• [TASK STATEMENT] Sort through the data and copy the lines holding the word "jacket".

• [RECORDED DATA]
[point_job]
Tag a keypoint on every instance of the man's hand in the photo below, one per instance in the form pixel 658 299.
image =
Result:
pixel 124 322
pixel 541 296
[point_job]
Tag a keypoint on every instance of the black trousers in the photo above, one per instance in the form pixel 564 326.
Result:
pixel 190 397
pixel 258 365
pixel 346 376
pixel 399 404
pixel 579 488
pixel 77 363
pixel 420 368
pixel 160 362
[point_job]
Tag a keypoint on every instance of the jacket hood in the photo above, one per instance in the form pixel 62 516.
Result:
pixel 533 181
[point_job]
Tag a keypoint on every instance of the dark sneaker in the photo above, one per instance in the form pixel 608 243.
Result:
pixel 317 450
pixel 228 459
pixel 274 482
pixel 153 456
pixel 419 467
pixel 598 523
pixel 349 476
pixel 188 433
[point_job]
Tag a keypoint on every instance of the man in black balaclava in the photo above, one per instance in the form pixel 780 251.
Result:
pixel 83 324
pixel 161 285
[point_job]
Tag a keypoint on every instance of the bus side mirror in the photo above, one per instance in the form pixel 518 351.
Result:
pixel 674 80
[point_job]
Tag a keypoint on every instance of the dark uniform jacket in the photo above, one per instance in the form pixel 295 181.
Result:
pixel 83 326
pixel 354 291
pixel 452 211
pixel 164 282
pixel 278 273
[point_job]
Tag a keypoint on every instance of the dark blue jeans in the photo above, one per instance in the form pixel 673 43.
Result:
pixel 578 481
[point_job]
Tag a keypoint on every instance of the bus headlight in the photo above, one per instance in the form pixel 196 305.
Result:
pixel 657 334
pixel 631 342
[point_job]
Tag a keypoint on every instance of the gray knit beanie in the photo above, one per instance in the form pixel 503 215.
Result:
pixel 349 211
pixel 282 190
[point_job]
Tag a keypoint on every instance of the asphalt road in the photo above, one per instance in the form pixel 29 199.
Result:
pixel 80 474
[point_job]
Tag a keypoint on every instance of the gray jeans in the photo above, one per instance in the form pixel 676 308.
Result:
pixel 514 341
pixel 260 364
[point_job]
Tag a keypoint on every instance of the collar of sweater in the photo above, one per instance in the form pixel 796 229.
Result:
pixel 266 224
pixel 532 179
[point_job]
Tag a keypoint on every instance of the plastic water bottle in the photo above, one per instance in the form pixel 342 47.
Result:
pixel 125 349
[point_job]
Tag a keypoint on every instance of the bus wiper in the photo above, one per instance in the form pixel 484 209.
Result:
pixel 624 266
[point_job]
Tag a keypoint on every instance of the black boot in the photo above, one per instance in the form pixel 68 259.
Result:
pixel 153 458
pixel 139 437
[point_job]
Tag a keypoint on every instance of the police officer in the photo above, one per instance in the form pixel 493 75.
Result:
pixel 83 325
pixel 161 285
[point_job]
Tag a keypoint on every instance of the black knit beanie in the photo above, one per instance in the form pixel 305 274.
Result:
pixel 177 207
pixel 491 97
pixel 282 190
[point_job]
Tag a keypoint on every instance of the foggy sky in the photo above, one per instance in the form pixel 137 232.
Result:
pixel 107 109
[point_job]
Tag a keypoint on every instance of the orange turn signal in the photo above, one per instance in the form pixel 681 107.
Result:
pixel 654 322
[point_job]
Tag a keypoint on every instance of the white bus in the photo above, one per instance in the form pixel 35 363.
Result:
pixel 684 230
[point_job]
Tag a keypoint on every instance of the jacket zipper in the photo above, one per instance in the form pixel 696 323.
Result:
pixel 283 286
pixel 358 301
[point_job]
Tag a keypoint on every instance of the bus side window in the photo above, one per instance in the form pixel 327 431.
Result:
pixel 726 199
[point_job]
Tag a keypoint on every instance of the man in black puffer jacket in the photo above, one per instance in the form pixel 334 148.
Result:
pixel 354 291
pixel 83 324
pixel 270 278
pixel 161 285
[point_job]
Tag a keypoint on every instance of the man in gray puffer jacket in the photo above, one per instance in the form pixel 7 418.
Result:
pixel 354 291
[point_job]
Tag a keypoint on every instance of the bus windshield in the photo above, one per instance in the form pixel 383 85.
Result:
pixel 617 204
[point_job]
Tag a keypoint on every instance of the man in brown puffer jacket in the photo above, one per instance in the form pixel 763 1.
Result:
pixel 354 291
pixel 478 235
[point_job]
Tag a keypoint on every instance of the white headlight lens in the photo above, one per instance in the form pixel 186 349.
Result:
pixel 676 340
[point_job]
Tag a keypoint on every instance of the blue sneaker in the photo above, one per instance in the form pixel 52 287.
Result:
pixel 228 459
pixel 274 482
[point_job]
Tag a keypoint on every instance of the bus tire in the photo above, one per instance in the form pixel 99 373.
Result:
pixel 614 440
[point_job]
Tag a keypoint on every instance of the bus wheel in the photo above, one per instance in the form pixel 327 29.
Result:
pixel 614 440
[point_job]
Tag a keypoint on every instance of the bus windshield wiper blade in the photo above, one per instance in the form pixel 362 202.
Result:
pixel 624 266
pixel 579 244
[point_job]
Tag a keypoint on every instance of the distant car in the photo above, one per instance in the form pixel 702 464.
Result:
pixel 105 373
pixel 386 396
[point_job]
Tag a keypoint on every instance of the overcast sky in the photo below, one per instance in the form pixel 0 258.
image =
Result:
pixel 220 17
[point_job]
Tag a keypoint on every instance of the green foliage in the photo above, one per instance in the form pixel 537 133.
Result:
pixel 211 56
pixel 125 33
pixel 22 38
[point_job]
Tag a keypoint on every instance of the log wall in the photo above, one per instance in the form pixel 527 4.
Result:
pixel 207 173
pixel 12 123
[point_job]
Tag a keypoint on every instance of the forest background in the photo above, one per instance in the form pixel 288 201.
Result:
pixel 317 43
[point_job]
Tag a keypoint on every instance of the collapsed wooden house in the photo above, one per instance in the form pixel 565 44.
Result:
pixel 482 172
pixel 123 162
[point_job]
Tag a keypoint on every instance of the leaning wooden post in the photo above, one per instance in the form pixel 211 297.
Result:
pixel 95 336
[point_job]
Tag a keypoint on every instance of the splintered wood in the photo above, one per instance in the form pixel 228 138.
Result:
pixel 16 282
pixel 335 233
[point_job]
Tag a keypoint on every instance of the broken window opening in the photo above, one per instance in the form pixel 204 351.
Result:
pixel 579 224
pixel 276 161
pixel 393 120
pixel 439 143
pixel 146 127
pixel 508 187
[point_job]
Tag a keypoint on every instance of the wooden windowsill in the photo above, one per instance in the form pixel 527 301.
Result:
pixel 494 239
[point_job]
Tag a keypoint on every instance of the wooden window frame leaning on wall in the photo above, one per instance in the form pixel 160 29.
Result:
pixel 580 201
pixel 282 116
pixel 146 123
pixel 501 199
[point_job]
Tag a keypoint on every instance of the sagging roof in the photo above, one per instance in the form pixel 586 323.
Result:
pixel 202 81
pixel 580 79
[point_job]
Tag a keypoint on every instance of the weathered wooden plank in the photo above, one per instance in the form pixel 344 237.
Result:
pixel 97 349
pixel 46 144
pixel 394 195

• [ANSWER FOR THE TASK]
Tag a keypoint on every instance of the jacket hood in the photo above, one per instance in the form pixel 62 516.
Tag a keypoint on every instance of the dark uniform jacket in the photo above, one per instance in the form pixel 295 181.
Tag a keypoint on every instance of the jacket zipper in the photo above, one per instance in the form pixel 696 323.
Tag a keypoint on every instance of the man in black puffer jacket in the photo above, one per instance in the form pixel 334 148.
Tag a keypoint on every instance of the man in gray puffer jacket in the photo above, one per instance in the form pixel 7 418.
Tag a keypoint on every instance of the man in brown puffer jacket in the photo above, one per instance in the form pixel 763 1.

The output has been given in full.